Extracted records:
..........
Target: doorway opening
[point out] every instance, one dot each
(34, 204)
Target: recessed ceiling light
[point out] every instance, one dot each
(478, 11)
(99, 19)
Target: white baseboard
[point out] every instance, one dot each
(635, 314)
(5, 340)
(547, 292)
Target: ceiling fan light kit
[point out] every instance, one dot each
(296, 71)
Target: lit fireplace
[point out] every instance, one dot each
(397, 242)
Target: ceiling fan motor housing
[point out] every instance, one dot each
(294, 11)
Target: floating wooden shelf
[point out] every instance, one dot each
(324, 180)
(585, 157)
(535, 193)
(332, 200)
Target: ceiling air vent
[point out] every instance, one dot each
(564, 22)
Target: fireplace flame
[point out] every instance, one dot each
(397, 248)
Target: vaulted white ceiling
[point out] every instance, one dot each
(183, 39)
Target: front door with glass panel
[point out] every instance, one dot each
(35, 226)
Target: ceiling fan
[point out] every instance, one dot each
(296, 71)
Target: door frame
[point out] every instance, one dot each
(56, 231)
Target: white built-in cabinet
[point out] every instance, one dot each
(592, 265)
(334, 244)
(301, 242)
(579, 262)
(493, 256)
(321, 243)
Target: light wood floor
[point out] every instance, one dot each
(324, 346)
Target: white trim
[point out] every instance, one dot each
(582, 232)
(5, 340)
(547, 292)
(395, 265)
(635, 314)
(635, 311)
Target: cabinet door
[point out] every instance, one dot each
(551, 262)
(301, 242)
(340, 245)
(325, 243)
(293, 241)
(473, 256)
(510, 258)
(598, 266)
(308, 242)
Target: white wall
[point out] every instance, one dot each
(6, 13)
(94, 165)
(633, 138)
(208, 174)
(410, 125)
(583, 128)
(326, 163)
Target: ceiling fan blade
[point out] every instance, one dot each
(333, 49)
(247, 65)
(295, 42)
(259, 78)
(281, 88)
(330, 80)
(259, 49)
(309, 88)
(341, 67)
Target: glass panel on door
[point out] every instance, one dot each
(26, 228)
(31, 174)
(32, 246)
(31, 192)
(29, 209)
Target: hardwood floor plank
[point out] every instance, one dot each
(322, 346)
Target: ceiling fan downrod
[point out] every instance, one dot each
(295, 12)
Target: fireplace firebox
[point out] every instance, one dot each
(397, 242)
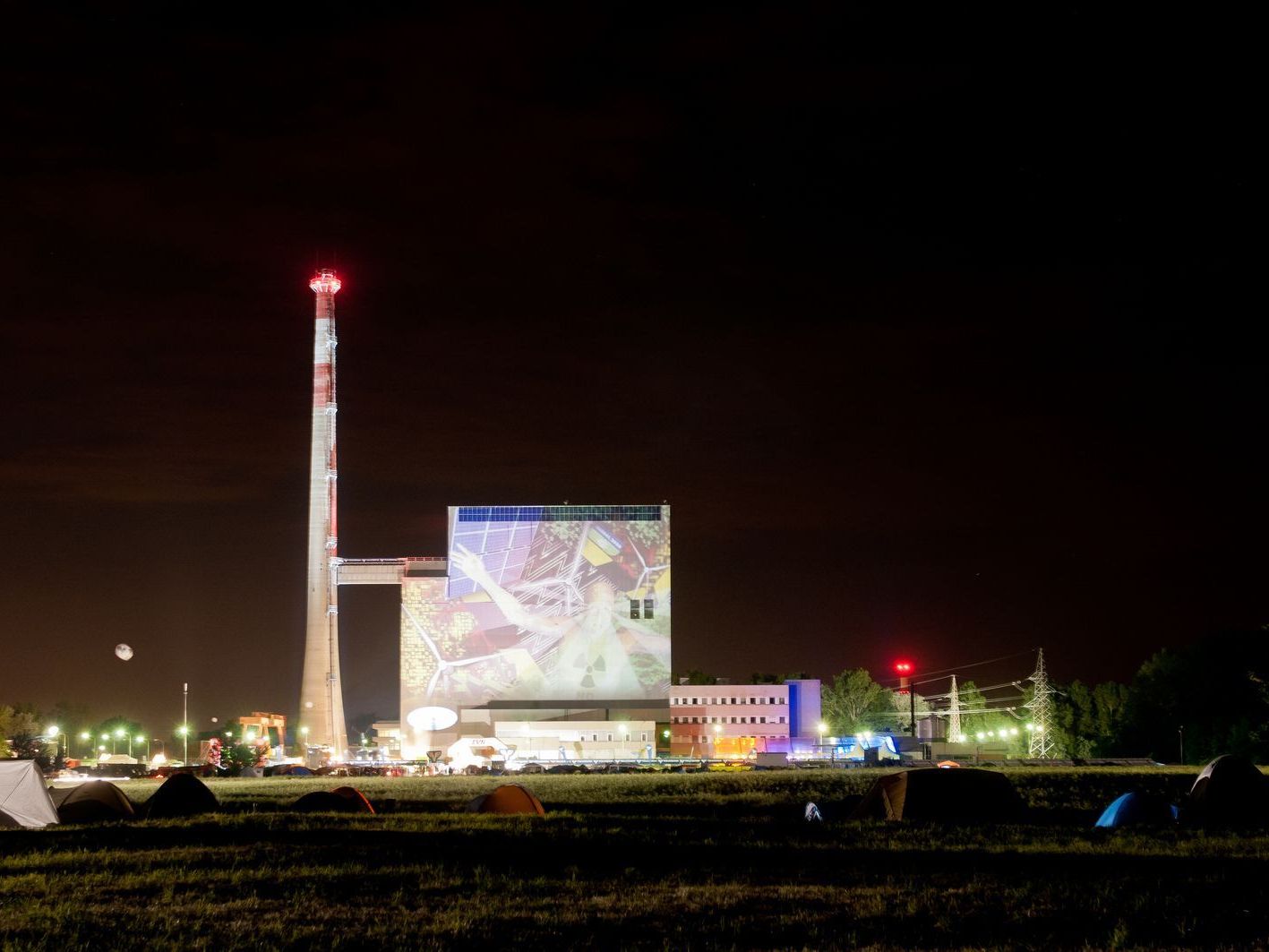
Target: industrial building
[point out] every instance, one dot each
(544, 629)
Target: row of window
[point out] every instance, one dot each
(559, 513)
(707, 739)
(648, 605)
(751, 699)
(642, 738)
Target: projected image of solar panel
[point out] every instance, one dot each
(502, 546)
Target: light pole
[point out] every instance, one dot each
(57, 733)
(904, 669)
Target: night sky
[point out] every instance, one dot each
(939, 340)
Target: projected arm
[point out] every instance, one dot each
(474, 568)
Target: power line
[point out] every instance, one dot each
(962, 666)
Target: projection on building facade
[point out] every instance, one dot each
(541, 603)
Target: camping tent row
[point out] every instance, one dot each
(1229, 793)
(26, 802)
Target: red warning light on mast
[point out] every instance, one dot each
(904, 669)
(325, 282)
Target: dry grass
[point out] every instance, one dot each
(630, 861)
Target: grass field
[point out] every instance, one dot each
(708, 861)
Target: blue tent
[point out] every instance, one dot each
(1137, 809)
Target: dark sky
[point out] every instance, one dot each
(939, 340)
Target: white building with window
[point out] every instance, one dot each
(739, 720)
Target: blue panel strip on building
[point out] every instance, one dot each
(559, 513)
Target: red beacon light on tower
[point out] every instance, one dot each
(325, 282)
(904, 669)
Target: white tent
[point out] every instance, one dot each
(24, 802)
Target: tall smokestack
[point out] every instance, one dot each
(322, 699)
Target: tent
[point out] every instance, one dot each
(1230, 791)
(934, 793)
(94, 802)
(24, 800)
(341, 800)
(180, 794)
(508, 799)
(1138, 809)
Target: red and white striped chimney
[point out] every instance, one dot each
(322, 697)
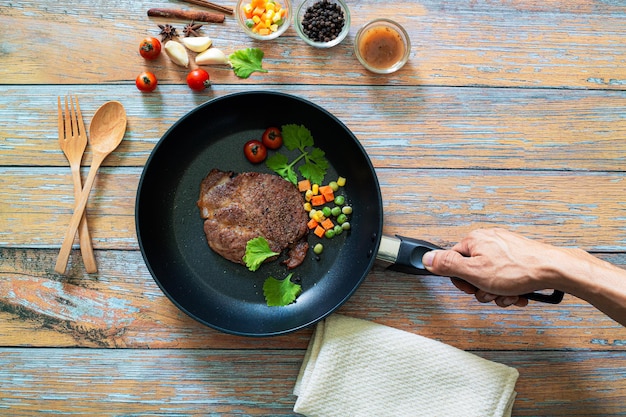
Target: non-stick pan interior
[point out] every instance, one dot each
..........
• [Job]:
Leave out every picture and copy verbatim the lines running from the line containing "Target: blue panel strip on building" through the final line of the data.

• [Output below]:
Target: blue panel strip on building
[point out] every instance, one dot each
(559, 513)
Target: red beacon light on tower
[point out] every instance, one dot each
(325, 282)
(904, 669)
Target: white tent
[point out] every instance, one dot each
(24, 802)
Target: tall smokestack
[point out] every instance, one dot each
(322, 699)
Target: tent
[point out] every instance, one dot each
(1230, 791)
(934, 793)
(94, 802)
(24, 800)
(341, 800)
(180, 794)
(508, 799)
(1138, 809)
Target: red and white striped chimney
[point out] every instance, one dot each
(322, 697)
Target: non-stick pan interior
[point out] every instance, one dot each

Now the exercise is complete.